Task goal: The listing that follows must be given again in full and exactly.

───── Source material

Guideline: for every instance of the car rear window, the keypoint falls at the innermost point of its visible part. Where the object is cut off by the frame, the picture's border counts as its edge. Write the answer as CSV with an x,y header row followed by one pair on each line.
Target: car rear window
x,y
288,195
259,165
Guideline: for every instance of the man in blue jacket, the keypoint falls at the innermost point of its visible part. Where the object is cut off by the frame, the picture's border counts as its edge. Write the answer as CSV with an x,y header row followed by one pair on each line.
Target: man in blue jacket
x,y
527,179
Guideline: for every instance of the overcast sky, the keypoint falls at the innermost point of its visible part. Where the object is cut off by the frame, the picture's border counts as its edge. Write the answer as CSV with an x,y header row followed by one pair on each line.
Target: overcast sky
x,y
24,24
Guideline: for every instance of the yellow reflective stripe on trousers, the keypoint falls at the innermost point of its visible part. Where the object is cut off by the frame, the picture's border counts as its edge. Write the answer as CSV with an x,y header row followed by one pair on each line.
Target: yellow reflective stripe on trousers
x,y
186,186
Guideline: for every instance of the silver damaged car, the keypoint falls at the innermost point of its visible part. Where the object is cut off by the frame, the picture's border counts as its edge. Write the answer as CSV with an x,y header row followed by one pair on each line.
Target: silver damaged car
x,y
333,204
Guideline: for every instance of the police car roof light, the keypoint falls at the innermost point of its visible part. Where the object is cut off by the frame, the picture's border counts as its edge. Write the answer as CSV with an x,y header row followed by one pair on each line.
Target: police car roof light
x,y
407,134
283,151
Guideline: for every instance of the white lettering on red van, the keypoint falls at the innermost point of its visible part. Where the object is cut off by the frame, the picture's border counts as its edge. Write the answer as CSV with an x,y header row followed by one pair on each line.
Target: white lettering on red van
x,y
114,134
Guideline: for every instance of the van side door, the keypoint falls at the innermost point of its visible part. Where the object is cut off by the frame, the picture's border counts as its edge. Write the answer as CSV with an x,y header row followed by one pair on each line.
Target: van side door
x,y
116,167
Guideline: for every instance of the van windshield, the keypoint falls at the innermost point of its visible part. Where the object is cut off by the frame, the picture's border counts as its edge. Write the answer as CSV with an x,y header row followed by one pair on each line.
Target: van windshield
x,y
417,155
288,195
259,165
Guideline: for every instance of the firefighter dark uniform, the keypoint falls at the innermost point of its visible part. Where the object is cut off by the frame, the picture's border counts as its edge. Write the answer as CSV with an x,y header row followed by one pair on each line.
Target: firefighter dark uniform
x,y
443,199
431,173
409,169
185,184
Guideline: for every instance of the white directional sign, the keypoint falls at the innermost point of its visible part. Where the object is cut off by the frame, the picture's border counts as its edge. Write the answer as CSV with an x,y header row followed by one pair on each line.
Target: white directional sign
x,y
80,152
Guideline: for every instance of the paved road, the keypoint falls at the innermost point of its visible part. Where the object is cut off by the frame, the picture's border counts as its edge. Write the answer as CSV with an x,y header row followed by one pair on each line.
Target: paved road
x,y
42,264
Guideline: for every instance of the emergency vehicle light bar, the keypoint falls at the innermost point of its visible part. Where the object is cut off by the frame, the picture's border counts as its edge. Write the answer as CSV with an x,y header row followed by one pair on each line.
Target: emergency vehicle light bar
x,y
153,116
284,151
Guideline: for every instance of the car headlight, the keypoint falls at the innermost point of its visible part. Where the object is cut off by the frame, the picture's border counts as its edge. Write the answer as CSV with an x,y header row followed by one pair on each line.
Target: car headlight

──────────

Response to this exercise:
Guideline: for every instance of the car rear window, the keypoint falls at the innermost point of its visible part. Where the object is cut off by the frame, the picture's border counts as its edge. Write the answer as CSV with an x,y header row followed by one pair on each line.
Target: car rear window
x,y
288,195
259,165
Guideline: for every instance of the man in blue jacket, the keypoint falls at the innermost point of its visible part. Where the object is cut off by the frame, the picture's border counts as its edge. Write the answer as CSV with an x,y header row followed by one pair on each line.
Target: man in blue jacket
x,y
527,179
Guideline: for every instance of the overcast sky, the keypoint falls at the innermost point of its visible part. Where the object is cut off by the frame, the picture's border counts as its edge. Write the answer as CSV with an x,y header row followed by one pair on each line.
Target: overcast sky
x,y
24,24
Guideline: for every instance of the yellow reflective stripe on trousers, the keypoint falls at the innermost point of its visible part. Where the object is cut off by the frame, the picture's border counts as its edge. Write the answer as CSV with an x,y header row followed by one pair on each line.
Target: yellow reflective stripe on trousers
x,y
186,186
Guideline: for every instance of the silver damaged car, the keypoint falls at the innermost point of its visible part. Where the object is cut off by the frame, the picture's border counts as its edge. Write the answer as CSV with an x,y header row followed by one pair on each line.
Target: silver damaged car
x,y
333,204
Guideline: for every instance of the police car roof light, the keypoint falls at the innermost point of its visible part. Where the object is cut off by the frame, the picture's border counts as its edge. Write the answer as CSV with an x,y header row followed by one pair on each line.
Target: police car roof light
x,y
407,134
283,151
Guideline: for every instance of the white lettering on red van, the keypoint falls at the innermost point of its visible part. Where the object is cut off by the frame, the picture's border counts as its edge. Write the answer as CSV with an x,y header row followed by one pair on each line.
Target: white lettering on red van
x,y
114,134
Guideline: for every instance of the van side door, the keypoint falls at the innermost point of its visible part. Where the object is cut off by the frame, the picture's border counts as its edge. Write the answer as CSV with an x,y header row followed by one pair on each line.
Target: van side door
x,y
116,167
Guideline: for every instance of the van windshield, the keypoint falls at the innermost point of its visible part. Where the object is cut off by the frame, the picture's border counts as its edge. Write the answer as CSV with an x,y header row followed by one pair on each line.
Target: van windshield
x,y
417,155
288,195
259,165
Guideline: for every instance of the firefighter dark uniform, the keypoint falls at the innermost point of its visible part. Where the object is cut off by the frame, the picture's border counts as its edge. Write the answer as CSV with an x,y header row followed by one pair on each line.
Target: firefighter dark uniform
x,y
443,199
431,173
409,169
185,184
Guideline: for every instance of the white directional sign, the keypoint falls at the innermost point of its visible part. Where the object is cut off by the frame, the picture's border counts as its edge. Write the answer as CSV with an x,y header row followed by one pair on each line.
Target: white directional sign
x,y
80,152
Guideline: for every instance of the paved road, the keypoint falls at the innermost point of its visible part. Where the object is cut off by the frame, the picture's border counts as its edge. Write the answer as CSV with an x,y header row followed by one pair on each line.
Target: paved road
x,y
42,264
Guideline: for every instance of the emergency vehicle light bar, the keypoint falls at the innermost point of its visible part. Where the object is cut off by the frame, the picture's border counts as its edge. Write the answer as CSV with an x,y header row followed by one pair on each line.
Target: emergency vehicle light bar
x,y
153,116
284,151
Guideline: for every instance of the car headlight, the keypoint falls at the innermost point of its visible part. Where the object is cut off by the frame, the picture's border counts as its edge. Write the answer as CSV with an x,y header row followed by one pair on each line.
Target: car headlight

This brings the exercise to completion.